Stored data
■ ■ ■ ■
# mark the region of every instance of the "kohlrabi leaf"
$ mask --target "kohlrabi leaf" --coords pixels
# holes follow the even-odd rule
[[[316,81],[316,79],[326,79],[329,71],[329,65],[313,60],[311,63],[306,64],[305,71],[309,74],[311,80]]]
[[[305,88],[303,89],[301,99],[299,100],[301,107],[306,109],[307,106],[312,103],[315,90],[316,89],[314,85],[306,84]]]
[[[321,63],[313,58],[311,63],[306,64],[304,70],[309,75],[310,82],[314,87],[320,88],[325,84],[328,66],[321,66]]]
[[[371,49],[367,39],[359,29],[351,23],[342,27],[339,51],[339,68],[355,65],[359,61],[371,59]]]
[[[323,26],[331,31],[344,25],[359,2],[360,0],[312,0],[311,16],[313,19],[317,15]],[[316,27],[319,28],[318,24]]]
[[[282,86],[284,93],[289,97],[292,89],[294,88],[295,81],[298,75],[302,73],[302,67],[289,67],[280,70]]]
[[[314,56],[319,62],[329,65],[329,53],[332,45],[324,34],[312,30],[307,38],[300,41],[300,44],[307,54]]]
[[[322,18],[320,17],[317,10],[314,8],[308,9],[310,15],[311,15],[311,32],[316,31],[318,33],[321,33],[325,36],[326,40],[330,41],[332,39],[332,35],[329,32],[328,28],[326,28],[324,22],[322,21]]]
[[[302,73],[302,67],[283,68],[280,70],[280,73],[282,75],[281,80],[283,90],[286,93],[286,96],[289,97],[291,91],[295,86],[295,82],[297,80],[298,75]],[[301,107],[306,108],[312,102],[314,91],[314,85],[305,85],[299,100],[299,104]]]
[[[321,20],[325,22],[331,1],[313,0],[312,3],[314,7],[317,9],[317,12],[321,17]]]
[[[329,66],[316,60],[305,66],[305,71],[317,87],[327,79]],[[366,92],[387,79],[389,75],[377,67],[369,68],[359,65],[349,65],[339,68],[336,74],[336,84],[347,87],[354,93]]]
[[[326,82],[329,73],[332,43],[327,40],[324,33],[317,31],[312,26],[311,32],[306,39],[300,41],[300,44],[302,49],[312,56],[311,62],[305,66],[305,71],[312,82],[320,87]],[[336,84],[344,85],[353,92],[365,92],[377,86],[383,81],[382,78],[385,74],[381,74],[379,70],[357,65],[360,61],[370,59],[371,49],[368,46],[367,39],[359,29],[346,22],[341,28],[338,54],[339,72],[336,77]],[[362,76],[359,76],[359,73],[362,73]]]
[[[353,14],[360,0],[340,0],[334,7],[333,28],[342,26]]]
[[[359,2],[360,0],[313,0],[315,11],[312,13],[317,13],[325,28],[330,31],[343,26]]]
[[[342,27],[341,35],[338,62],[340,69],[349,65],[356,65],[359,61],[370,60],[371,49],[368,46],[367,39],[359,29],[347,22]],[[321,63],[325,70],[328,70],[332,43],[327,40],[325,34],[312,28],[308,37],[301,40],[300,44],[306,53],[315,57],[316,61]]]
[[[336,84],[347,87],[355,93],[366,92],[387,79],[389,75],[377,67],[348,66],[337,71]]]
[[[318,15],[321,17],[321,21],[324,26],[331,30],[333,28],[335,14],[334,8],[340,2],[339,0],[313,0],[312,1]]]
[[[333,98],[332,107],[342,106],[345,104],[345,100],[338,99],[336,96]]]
■ ■ ■ ■
Every record above needs to be restated exactly.

§ Result for this task
# mark the region of every instance of the "kohlrabi leaf"
$ mask --target "kohlrabi leaf" --coords pixels
# holes follow the even-odd rule
[[[316,81],[316,79],[326,79],[329,71],[329,65],[313,60],[311,63],[306,64],[305,71],[309,74],[311,80]]]
[[[305,88],[303,89],[301,99],[299,100],[301,107],[306,109],[307,106],[312,103],[315,90],[316,89],[314,85],[306,84]]]
[[[321,63],[313,58],[311,63],[306,64],[304,70],[309,75],[310,82],[314,87],[320,88],[325,84],[328,66],[321,66]]]
[[[371,49],[367,39],[359,29],[351,23],[342,27],[339,51],[339,68],[355,65],[359,61],[371,59]]]
[[[323,26],[331,31],[344,25],[359,2],[360,0],[312,0],[311,16],[313,19],[317,15]],[[316,27],[319,28],[318,24]]]
[[[282,86],[284,93],[289,97],[292,89],[294,88],[295,81],[298,75],[302,73],[302,67],[289,67],[280,70]]]
[[[314,56],[319,62],[329,65],[329,53],[332,45],[324,34],[312,30],[307,38],[300,41],[300,44],[307,54]]]
[[[322,18],[320,17],[317,10],[314,8],[308,9],[310,15],[311,15],[311,32],[316,31],[318,33],[321,33],[325,36],[326,40],[330,41],[332,39],[332,35],[329,32],[328,28],[326,28],[324,22],[322,21]]]
[[[302,73],[302,67],[283,68],[280,70],[280,73],[282,75],[281,80],[283,90],[286,93],[286,96],[289,97],[291,91],[295,86],[295,82],[297,80],[298,75]],[[301,107],[306,108],[312,102],[314,91],[314,85],[305,85],[299,100],[299,104]]]
[[[321,20],[325,22],[331,1],[313,0],[312,3],[314,7],[317,9],[317,12],[321,17]]]
[[[329,66],[316,60],[305,66],[305,71],[317,87],[327,79]],[[366,92],[387,79],[389,75],[377,67],[369,68],[359,65],[349,65],[339,68],[336,74],[336,84],[347,87],[354,93]]]
[[[326,82],[329,73],[332,43],[327,40],[324,33],[317,31],[312,26],[311,32],[306,39],[300,41],[300,44],[302,49],[312,56],[311,62],[305,66],[305,71],[312,82],[320,87]],[[336,84],[344,85],[353,92],[365,92],[377,86],[383,81],[382,78],[385,74],[381,74],[379,70],[357,65],[360,61],[370,59],[371,49],[368,46],[367,39],[359,29],[346,22],[341,28],[338,54],[339,72],[336,77]],[[362,76],[359,76],[359,73],[362,73]]]
[[[353,14],[360,0],[340,0],[334,7],[333,28],[342,26]]]
[[[359,2],[360,0],[313,0],[315,11],[312,13],[317,13],[325,28],[330,31],[343,26]]]
[[[342,27],[341,35],[338,62],[340,69],[349,65],[356,65],[359,61],[370,60],[371,49],[368,46],[367,39],[359,29],[347,22]],[[321,63],[325,70],[328,70],[332,43],[327,40],[325,34],[312,28],[308,37],[301,40],[300,44],[306,53],[315,57],[316,61]]]
[[[336,84],[347,87],[355,93],[366,92],[387,79],[389,75],[377,67],[348,66],[337,71]]]
[[[318,15],[321,17],[321,21],[324,26],[331,30],[333,28],[335,14],[334,8],[340,2],[339,0],[313,0],[312,1]]]
[[[333,98],[332,107],[342,106],[345,104],[345,100],[338,99],[336,96]]]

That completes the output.